Dataset entries:
#####
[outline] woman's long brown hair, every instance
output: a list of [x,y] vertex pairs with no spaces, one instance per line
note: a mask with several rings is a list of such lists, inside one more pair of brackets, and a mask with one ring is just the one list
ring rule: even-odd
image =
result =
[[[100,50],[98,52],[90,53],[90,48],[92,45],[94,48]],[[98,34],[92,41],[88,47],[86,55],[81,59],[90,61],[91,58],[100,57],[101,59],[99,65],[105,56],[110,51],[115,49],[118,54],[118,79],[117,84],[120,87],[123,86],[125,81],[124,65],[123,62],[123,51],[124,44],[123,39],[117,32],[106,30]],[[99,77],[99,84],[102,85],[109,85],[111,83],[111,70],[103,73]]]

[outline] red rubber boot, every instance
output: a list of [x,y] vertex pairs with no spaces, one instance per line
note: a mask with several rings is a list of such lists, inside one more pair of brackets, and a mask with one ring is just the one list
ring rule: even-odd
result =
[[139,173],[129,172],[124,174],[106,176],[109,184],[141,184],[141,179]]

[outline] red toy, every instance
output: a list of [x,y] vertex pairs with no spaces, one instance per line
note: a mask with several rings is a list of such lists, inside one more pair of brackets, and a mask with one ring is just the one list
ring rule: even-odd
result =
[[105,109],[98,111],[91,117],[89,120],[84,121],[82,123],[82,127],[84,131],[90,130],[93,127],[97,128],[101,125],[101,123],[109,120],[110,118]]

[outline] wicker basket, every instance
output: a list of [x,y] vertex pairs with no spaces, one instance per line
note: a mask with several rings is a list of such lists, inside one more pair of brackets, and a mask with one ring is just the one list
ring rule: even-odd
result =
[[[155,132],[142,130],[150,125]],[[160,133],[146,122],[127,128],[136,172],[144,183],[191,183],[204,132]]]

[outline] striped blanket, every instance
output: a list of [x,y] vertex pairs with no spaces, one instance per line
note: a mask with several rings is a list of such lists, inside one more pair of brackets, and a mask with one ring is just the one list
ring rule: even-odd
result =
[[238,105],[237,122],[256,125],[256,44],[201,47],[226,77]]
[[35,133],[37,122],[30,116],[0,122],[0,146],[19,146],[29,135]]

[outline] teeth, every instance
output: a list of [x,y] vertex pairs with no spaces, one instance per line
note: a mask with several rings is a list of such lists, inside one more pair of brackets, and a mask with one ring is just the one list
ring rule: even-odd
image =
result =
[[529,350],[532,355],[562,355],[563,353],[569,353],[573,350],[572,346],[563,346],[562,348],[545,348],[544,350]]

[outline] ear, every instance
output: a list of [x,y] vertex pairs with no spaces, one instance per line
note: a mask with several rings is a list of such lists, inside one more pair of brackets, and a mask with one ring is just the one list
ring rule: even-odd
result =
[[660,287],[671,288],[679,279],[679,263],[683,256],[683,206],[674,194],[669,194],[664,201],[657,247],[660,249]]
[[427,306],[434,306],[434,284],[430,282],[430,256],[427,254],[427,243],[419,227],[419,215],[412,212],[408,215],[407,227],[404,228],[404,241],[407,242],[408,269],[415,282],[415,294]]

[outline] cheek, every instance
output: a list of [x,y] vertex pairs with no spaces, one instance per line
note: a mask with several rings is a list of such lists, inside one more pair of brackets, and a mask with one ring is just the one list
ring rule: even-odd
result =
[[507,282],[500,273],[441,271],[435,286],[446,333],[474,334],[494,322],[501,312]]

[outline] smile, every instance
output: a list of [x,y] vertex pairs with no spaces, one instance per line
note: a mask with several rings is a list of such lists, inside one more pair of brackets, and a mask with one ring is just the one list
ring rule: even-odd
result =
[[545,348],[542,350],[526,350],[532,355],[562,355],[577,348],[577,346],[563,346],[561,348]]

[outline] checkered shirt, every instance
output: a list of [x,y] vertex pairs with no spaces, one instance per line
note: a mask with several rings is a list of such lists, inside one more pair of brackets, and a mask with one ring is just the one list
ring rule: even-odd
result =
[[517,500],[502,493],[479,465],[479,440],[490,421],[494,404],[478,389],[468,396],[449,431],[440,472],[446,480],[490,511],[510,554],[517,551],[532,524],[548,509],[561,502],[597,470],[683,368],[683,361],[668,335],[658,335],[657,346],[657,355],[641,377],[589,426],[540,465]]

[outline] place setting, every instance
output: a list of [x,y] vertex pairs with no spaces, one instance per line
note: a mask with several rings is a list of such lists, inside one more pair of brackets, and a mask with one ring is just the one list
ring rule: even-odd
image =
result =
#####
EXERCISE DIRECTIONS
Can you reproduce every one of the entries above word for word, without changing a single character?

TASK RESULT
[outline] woman's long brown hair, every instance
output: a list of [x,y] vertex pairs with no spaces, one instance per line
note: a mask with several rings is a list of such lists, inside one more pair of brackets, and a mask with one ring is just the one list
ring rule: even-odd
image =
result =
[[[100,50],[98,52],[90,53],[90,48],[92,45],[94,48]],[[98,34],[92,41],[88,47],[86,55],[81,59],[90,61],[91,58],[100,57],[101,59],[99,65],[105,56],[110,51],[115,49],[118,54],[118,79],[117,84],[120,87],[123,86],[125,81],[124,65],[123,62],[123,51],[124,44],[123,39],[117,32],[106,30]],[[99,77],[99,84],[102,85],[109,85],[111,83],[111,70],[103,73]]]

[outline] red rubber boot, every instance
output: a list of [x,y] vertex pairs with no spaces, one instance per line
note: a mask with several rings is a list of such lists, inside one more pair of brackets, and a mask with one ring is just the one list
ring rule: even-odd
result =
[[139,173],[129,172],[124,174],[106,176],[109,184],[141,184],[141,179]]

[outline] red toy, every instance
output: a list of [x,y] vertex pairs with no spaces, one instance per line
note: a mask with several rings is a list of such lists, inside one more pair of brackets, and a mask with one ring is just the one list
ring rule: even-odd
result =
[[105,109],[98,111],[91,117],[89,120],[84,121],[82,123],[82,127],[84,131],[90,130],[93,127],[97,128],[101,125],[101,123],[109,120],[110,118]]

[outline] wicker basket, every instance
output: a list of [x,y] vertex pairs with no spaces, one instance per line
note: a mask with several rings is a list of such lists, inside one more pair of brackets, and a mask with one ring is just the one list
ring rule: even-odd
result =
[[[155,132],[142,130],[150,125]],[[160,133],[146,122],[127,128],[136,172],[144,183],[191,183],[204,132]]]

[outline] striped blanket, every instance
output: a list of [x,y] vertex pairs with no spaces, one instance per line
note: a mask with several rings is a list of such lists, inside one more pair of brackets, and a mask with one ring is just the one list
ring rule: even-odd
result =
[[238,105],[237,122],[256,125],[256,44],[201,47],[226,77]]
[[35,133],[37,122],[30,116],[0,122],[0,146],[19,146],[29,135]]

[outline] teeth, every instance
output: a list of [x,y] vertex pairs with no spaces, one instance per line
note: a mask with several rings is a list of such lists, inside one more pair of brackets, and a mask with one ring is just the one list
ring rule: even-odd
image =
result =
[[529,350],[532,355],[562,355],[563,353],[569,353],[573,350],[572,346],[563,346],[562,348],[545,348],[544,350]]

[outline] ear, every instance
output: a list of [x,y] vertex pairs with no spaces, one instance per line
note: a mask with several rings is a list of such lists, inside one more pair of brackets, and a mask with one ring is just the one list
ring rule: even-odd
result =
[[660,287],[671,288],[679,279],[679,263],[683,256],[683,206],[674,194],[669,194],[664,201],[657,247],[660,249]]
[[427,306],[434,306],[434,284],[430,282],[430,256],[427,254],[427,243],[419,227],[419,215],[412,212],[408,215],[407,227],[404,228],[404,241],[407,242],[408,269],[415,282],[415,294]]

[outline] cheek, every instance
output: a list of [x,y] vertex pairs with no spaces, one instance per line
note: a mask with several rings is a list of such lists, inside one more pair of brackets, and a mask with one ring is just the one list
ring rule: even-odd
result =
[[507,282],[500,273],[441,271],[435,286],[446,333],[474,334],[494,322],[501,312]]

[outline] smile, every instance
output: a list of [x,y] vertex pairs with no spaces, one instance per line
note: a mask with several rings is a list of such lists, inside one more pair of brackets, and a mask with one ring is just the one list
ring rule: even-odd
result =
[[545,348],[542,350],[526,350],[532,355],[562,355],[577,348],[577,346],[563,346],[561,348]]

[outline] checkered shirt, every instance
output: a list of [x,y] vertex pairs with no spaces, one instance per line
note: a mask with several rings is a list of such lists, inside one more pair of brackets, and a mask with one ring is just the one list
ring rule: even-odd
result =
[[517,500],[502,493],[479,465],[479,440],[490,421],[494,404],[478,389],[468,396],[449,431],[440,472],[446,480],[490,511],[510,554],[517,551],[532,524],[548,509],[561,502],[597,470],[683,368],[683,361],[668,335],[658,335],[657,346],[657,355],[641,377],[589,426],[540,465]]

[outline] place setting, every instance
output: a list of [x,y] vertex pairs with no spaces, one instance per line
note: a mask with several rings is a list of such lists, inside one more pair of brackets, and a mask with one ring is just the one list
ring rule: even-odd
image =
result =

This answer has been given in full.